The following diagram illustrates the modern data architecture with input stream data to derive near real-time dashboards.
The steps that follow the architecture are:
-
You can stream near real-time data from source systems such as social media using Amazon MSK, Lambda, and Firehose into Amazon S3.
-
You can use AWS Glue for data processing, and load transformed data into Amazon Redshift using a Glue development endpoint such as Amazon SageMaker notebook instances.
-
When data is in Amazon Redshift, you can create a customer-centric business report using Amazon QuickSight.
Build a serverless streaming data pipeline using Amazon Kinesis and AWS Glue
Customers want low-latency near real-time analytics to process user behavior and respond almost instantaneously with relevant offers and recommendations. The customer’s attention will be lost if these recommendations are not available for days, hours, or even minutes – they need to happen in near real-time. The following diagram illustrates a typical modern data architecture for a streaming data pipeline to keep the application up to date, and to store streaming data into a data lake for offline analysis.
The steps that follow the architecture are:
-
Extract data in near real-time from an on-premises legacy system to a streaming platform such as Apache Kafka. From Kafka, you can move the data to Kinesis Data Streams.
-
Use Managed Service for Apache Flink to analyze streaming data, gain actionable insights, and respond to your business and customer needs in near real-time.
-
Store analyzed data in cloud scale databases such as Amazon DynamoDB, and push to your end users in near real-time.

## Dataset section
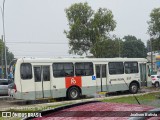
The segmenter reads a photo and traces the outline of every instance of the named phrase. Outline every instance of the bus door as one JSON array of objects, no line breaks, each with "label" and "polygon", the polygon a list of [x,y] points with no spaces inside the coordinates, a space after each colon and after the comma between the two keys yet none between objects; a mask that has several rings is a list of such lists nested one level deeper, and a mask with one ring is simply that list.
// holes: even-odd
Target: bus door
[{"label": "bus door", "polygon": [[146,64],[140,64],[140,78],[141,78],[141,86],[147,86],[147,71]]},{"label": "bus door", "polygon": [[50,66],[34,66],[36,98],[51,97]]},{"label": "bus door", "polygon": [[107,91],[107,72],[106,64],[96,64],[96,80],[98,85],[98,91]]}]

## What you are asked to do
Please reproduce everything in the data architecture text above from "The following diagram illustrates the" down to "using Amazon QuickSight.", word for word.

## Answer to this problem
The following diagram illustrates the modern data architecture with input stream data to derive near real-time dashboards.
The steps that follow the architecture are:
-
You can stream near real-time data from source systems such as social media using Amazon MSK, Lambda, and Firehose into Amazon S3.
-
You can use AWS Glue for data processing, and load transformed data into Amazon Redshift using a Glue development endpoint such as Amazon SageMaker notebook instances.
-
When data is in Amazon Redshift, you can create a customer-centric business report using Amazon QuickSight.